TASK DIRECTIONS
What follows is a set of records; repeat all of them exactly.

Named-object pointing records

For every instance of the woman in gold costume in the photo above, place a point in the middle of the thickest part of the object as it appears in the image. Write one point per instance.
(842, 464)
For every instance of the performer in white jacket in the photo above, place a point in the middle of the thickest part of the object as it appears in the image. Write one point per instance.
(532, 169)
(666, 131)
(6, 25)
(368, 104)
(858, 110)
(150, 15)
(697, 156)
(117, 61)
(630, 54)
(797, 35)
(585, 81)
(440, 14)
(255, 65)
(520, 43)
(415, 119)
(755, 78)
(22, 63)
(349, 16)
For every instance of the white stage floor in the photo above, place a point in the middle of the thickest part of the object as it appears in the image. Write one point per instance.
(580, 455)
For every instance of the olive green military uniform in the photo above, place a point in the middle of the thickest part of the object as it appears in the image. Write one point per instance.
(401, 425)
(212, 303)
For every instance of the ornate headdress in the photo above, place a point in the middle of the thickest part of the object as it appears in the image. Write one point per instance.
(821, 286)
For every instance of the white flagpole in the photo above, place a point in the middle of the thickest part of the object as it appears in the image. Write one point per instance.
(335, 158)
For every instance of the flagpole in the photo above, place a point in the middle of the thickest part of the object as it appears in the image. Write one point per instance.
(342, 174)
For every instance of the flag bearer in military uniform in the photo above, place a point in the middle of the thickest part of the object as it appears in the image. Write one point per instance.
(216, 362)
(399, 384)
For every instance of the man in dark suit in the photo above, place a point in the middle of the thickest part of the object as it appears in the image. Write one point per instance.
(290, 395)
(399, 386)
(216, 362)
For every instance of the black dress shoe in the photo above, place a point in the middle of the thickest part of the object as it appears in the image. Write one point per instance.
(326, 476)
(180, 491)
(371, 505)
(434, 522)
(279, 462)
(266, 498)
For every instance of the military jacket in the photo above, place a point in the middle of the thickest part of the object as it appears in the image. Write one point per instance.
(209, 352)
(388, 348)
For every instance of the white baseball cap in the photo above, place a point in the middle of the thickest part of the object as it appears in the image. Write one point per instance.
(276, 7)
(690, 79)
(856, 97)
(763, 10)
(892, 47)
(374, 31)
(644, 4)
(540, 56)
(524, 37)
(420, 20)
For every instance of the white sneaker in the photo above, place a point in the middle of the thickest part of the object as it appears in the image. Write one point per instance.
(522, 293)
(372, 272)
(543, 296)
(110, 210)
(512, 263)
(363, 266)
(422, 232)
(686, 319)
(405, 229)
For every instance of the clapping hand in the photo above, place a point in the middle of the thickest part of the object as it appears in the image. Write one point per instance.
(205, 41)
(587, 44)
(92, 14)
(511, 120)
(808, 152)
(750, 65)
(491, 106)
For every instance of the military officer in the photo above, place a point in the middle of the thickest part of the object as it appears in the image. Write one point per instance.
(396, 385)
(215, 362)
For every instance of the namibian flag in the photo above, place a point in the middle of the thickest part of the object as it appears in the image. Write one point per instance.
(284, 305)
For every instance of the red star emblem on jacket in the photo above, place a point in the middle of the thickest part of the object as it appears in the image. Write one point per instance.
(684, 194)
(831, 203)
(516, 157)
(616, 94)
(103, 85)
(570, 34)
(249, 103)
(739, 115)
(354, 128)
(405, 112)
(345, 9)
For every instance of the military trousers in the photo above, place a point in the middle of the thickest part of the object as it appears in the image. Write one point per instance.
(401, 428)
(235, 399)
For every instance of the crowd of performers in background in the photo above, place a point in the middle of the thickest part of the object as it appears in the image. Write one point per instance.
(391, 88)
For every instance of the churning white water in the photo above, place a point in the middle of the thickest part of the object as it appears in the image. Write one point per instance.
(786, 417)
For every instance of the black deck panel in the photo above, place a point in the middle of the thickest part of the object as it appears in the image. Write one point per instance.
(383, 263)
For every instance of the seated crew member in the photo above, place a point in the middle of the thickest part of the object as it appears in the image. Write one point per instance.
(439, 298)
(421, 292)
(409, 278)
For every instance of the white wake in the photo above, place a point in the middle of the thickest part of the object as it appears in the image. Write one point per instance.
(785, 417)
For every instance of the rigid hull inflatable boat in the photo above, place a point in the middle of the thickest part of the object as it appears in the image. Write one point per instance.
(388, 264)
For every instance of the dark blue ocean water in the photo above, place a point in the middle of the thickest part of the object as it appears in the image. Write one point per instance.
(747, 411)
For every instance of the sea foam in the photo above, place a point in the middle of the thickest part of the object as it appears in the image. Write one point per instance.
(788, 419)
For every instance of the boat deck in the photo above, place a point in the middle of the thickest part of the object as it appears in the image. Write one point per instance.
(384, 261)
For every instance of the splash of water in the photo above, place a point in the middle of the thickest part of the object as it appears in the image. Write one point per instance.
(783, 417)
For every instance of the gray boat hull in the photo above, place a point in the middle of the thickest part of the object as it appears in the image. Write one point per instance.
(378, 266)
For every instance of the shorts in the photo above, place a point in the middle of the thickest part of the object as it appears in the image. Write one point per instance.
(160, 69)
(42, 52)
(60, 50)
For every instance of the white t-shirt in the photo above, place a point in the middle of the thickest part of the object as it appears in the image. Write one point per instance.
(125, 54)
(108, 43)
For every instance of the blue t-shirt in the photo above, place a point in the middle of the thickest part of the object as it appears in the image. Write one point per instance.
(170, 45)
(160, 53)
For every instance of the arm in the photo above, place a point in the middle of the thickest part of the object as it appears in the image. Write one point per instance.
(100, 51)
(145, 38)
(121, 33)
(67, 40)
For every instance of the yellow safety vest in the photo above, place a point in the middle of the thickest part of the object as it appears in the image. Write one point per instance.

OUTPUT
For every instance of the woman in gold costume in the photo above, place a point in the middle of the thickest part of the object as it appears in the image. Write one point per instance.
(842, 464)
For every instance of the performer in white jacket in the photo above, place a point in the middle of the thickest part of the object as it appears in the image. Write one point per instance.
(532, 169)
(666, 131)
(6, 25)
(368, 104)
(858, 110)
(150, 15)
(697, 156)
(117, 61)
(630, 54)
(797, 35)
(585, 81)
(440, 14)
(255, 65)
(520, 43)
(415, 119)
(755, 78)
(22, 63)
(349, 16)
For every instance of the white stage floor in the photo above, place a point in the middle of the thickest part of the object as it appears in the image. Write one point per instance.
(580, 455)
For every instance of the olive green military uniform in the photo above, place a point in the middle of the thickest part of the object as it appears in the image. Write one point per instance.
(401, 425)
(212, 303)
For every instance of the ornate headdress in the photo above, place a point in the middle of the thickest part of the object as it appears in the image. Write one point per instance.
(821, 286)
For every instance of the white flagpole in the photo above, place a point in the middle of the thickest part of the object as it appears in the image. Write one point per instance.
(335, 158)
For every instance of the flagpole in the photo above, place a point in the middle of the thickest part of the object as it appears in the image. Write one point per instance.
(342, 174)
For every instance of the flag bearer in military uniform in the photo above, place a point in the middle of the thickest part of the object as it appears in the image. Write one point per instance.
(216, 362)
(399, 384)
For every instance of the man in dark suit in the photo above, place a point in the middle of the thickest part of the object as it appears in the image. Write one point per instance.
(290, 395)
(399, 386)
(216, 362)
For every instance of the black dress shoe in the photo above, place a point in the middle of the thickest part of the object as it appears in the image. Write one point per instance.
(326, 476)
(180, 491)
(371, 505)
(434, 522)
(279, 462)
(266, 498)
For every instance of the military jacket in the photo above, place a point in the middle of the thickest part of the object as it appears in the image. Write one point per instance.
(209, 352)
(388, 348)
For every instance of the white baseball cap in the photo above, place a point in the middle of the thickest part of the object as it appears in the image. Write one point per instance.
(276, 7)
(690, 79)
(856, 97)
(763, 10)
(892, 47)
(374, 31)
(644, 4)
(540, 56)
(524, 37)
(420, 20)
For every instance of the white sneaker in the photo above, place a point in the middle of the thickest part of the object as it appears in the image. Write one point per instance.
(522, 293)
(372, 272)
(543, 296)
(110, 210)
(512, 263)
(363, 266)
(422, 232)
(686, 319)
(405, 229)
For every instance of the clapping hand in the photo above, place a point in the middle of the thickest part of the object as it appears in the image. Write one point per instance.
(205, 41)
(587, 44)
(92, 14)
(511, 120)
(808, 152)
(750, 65)
(491, 106)
For every instance of the military officer in the photo above, place a point in the middle of the thickest part of the object as it appears in the image. Write one point per instance.
(396, 385)
(215, 362)
For every instance of the namibian flag in the photo above, place a point in the middle of the thickest part of the object as it appears in the image. Write one point per instance.
(284, 305)
For every instance of the red star emblem on jacket in the photo above, place a point in the middle of the thickest part of the object as it appears in the image. Write one point per instance.
(684, 194)
(831, 203)
(516, 157)
(616, 94)
(103, 85)
(570, 34)
(249, 103)
(739, 115)
(354, 128)
(405, 112)
(345, 9)
For every instance of the military trousers in the photo above, place a point in the middle of the thickest part of the object as it appears in the image. Write one point per instance.
(401, 428)
(235, 399)
For every instance of the crowd of performers in background in the photo above, place a point in the middle of the thickest part of the object as it appears in the image. Write one point per instance.
(391, 88)
For every instance of the churning white water in the photo above, place a point in the middle of the thickest part of the object as it appears in the image. Write one point per instance.
(786, 417)
For every instance of the black deck panel in the photo above, place a point in the middle of the thickest part of the object as it appears in the image. Write one point per instance.
(383, 263)
For every instance of the seated crew member in the photo above, place a point in the middle of the thickest part of the object as it appears in the image. Write one point per instance.
(439, 298)
(421, 292)
(409, 278)
For every instance of the white wake in the photo above, place a point in the middle of the thickest part of the object as it appears in the image. Write one point per instance.
(785, 417)
For every instance of the rigid hull inflatable boat in the photo above, place a point in the middle of the thickest part of the object as it appears in the image. Write one point per instance.
(388, 264)
For every instance of the dark blue ocean water in the photo above, place a point in the middle of the thickest part of the object as it appears in the image. Write one point per instance.
(747, 411)
For every instance of the sea foam in the photo above, place a point in the middle of the thickest part of the object as it appears in the image. Write one point per instance.
(788, 419)
For every instance of the boat deck in the photo above, place a point in the middle of the thickest part of the object as it appears in the image. Write one point per instance.
(384, 261)
For every instance of the splash of water in the photo above, place a point in the middle of the thickest part of the object as it appears in the image. Write one point per instance.
(783, 417)
For every instance of the gray boat hull in the photo above, place a point in the middle of the thickest part of the object as it appears in the image. Write one point per instance.
(378, 266)
For every instance of the shorts in the photo above, place a point in the middle of the thickest part of the object as it appears in the image. Write one point per instance.
(160, 69)
(42, 52)
(60, 50)
For every instance of the white t-shirt in the photo above, place a point in the middle of the thickest part of the object as it appears in the image. Write one point per instance.
(125, 54)
(108, 43)
For every instance of the blue t-shirt in the photo above, place a point in the middle of the thickest part of the object as it appears in the image. Write one point per instance.
(170, 45)
(160, 53)
For every instance of the arm in the photo above, place a point in the middle of the thickest part of the object as it appears in the image. Write one point per instance.
(100, 51)
(145, 38)
(121, 33)
(67, 40)
For every instance of the yellow safety vest in the photo above, place a point in the middle of the thickest part of the object as it appears in the image. Write one point per instance.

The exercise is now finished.